Exercise goal:
Your response must be an exact transcription of the lines from the one containing "Every instance of the bucket handle" through the final line of the data.

Excerpted records:
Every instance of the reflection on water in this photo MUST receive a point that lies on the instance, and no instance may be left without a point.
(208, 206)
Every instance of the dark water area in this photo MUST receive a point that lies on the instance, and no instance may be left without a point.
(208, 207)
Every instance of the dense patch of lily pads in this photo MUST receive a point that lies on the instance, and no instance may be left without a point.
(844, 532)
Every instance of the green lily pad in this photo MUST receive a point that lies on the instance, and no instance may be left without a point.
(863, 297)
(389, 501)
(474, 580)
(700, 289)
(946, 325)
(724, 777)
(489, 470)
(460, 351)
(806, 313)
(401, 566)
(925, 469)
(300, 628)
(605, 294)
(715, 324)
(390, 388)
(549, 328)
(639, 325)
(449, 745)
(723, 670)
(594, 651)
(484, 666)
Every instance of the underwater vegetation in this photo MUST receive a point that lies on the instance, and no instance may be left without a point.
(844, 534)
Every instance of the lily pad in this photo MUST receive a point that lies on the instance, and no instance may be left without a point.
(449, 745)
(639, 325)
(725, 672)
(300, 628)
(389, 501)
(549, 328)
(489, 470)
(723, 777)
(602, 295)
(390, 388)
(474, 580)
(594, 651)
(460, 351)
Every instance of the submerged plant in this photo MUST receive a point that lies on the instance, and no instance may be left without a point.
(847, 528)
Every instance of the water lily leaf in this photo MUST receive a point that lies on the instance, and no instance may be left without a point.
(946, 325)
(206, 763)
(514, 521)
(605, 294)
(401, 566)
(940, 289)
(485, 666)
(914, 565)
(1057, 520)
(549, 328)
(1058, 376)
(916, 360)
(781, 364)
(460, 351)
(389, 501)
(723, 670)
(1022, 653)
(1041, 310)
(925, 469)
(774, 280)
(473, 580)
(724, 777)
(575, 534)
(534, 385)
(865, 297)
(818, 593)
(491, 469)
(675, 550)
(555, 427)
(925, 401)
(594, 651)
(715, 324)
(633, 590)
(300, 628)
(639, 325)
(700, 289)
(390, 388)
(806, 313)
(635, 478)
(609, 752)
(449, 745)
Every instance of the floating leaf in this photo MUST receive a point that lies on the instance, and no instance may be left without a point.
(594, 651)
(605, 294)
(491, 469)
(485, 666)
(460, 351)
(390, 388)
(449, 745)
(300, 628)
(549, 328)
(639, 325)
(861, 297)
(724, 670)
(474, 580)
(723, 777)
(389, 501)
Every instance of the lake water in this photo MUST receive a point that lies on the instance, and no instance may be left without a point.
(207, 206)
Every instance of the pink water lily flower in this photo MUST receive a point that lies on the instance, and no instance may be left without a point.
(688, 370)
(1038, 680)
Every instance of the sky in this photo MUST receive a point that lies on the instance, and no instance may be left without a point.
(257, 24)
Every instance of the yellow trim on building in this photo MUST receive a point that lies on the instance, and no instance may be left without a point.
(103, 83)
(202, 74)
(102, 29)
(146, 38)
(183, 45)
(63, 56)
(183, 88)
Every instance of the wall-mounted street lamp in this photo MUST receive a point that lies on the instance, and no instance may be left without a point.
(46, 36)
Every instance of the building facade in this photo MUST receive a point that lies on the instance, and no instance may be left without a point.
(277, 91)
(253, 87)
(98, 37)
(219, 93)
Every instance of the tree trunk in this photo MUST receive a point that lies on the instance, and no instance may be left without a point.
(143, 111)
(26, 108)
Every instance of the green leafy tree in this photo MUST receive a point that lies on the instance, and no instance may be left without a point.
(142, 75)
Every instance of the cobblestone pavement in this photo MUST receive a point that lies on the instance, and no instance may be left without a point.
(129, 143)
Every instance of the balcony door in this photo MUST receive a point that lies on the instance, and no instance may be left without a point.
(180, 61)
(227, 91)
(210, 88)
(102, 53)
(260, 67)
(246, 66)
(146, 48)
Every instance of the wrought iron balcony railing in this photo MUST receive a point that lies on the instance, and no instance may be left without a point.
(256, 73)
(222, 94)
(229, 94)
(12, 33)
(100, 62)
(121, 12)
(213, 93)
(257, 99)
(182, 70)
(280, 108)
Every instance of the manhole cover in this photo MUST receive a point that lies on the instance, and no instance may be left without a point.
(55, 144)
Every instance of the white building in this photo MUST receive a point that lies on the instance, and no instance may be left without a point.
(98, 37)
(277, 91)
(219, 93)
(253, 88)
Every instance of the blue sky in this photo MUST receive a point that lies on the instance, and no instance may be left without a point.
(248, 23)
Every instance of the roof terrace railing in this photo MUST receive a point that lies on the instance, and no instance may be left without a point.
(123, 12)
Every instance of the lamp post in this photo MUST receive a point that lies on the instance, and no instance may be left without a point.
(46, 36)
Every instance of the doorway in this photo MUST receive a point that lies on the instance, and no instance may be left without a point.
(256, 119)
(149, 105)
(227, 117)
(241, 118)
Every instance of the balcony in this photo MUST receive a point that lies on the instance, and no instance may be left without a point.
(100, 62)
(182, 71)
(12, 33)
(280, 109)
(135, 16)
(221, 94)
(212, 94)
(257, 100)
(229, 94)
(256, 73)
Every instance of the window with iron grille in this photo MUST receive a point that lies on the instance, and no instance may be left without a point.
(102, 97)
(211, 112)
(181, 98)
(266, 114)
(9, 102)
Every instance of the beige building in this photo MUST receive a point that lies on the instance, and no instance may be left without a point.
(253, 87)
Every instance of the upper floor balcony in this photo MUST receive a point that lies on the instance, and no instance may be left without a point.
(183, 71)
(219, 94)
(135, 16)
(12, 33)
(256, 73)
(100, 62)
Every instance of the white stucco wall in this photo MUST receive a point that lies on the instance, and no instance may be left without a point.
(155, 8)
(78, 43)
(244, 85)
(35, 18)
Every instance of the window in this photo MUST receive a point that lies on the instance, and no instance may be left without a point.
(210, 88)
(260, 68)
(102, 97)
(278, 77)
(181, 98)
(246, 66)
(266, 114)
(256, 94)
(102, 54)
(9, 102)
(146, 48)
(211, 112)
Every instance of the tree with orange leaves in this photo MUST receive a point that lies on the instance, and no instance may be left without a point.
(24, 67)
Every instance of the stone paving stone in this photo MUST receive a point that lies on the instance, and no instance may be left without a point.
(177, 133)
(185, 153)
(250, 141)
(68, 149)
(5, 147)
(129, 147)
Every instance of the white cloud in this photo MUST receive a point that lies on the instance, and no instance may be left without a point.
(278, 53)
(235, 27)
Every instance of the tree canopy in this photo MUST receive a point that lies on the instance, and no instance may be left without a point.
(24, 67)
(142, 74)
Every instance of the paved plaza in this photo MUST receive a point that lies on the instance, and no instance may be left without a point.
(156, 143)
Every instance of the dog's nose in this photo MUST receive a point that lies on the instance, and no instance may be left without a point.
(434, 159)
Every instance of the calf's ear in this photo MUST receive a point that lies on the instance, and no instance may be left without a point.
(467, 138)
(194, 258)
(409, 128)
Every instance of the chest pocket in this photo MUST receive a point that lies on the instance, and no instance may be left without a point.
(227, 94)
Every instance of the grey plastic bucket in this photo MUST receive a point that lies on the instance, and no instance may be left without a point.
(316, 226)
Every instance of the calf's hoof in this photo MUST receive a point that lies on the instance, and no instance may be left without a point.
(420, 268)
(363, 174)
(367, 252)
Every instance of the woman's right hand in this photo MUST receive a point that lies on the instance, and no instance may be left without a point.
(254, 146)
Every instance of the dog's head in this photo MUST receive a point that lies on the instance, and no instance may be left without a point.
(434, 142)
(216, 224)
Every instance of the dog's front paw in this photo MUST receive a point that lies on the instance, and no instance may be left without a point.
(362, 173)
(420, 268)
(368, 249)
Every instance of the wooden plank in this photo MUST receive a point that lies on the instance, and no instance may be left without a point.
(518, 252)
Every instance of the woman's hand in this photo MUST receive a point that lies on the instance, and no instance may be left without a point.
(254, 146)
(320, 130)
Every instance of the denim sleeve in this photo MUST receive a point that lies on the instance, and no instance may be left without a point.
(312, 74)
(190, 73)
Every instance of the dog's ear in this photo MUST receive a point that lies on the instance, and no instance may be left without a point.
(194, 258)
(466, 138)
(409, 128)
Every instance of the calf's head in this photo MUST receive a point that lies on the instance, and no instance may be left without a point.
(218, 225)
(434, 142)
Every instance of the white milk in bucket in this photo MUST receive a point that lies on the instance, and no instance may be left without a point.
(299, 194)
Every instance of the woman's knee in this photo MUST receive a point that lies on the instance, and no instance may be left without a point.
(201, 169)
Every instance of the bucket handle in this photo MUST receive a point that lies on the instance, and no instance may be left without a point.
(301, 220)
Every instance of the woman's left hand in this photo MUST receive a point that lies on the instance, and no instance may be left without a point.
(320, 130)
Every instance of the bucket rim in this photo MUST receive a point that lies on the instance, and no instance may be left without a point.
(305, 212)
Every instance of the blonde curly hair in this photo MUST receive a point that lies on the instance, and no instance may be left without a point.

Answer to the problem:
Every instance of the bucket handle in this photo MUST receive a point that lies on the instance, and no instance may be left without a point.
(301, 220)
Every instance of the woman's left hand in this photo MUST receive a point that lies on the instance, and no instance may be left without a point.
(320, 130)
Every instance of the bucket rim in this photo MUST receive a point that lies on the instance, and no instance may be left without a point.
(305, 212)
Every instance of the blonde curly hair in this photo MUST receive a point that lies on the instance, and no instance may be left without a point.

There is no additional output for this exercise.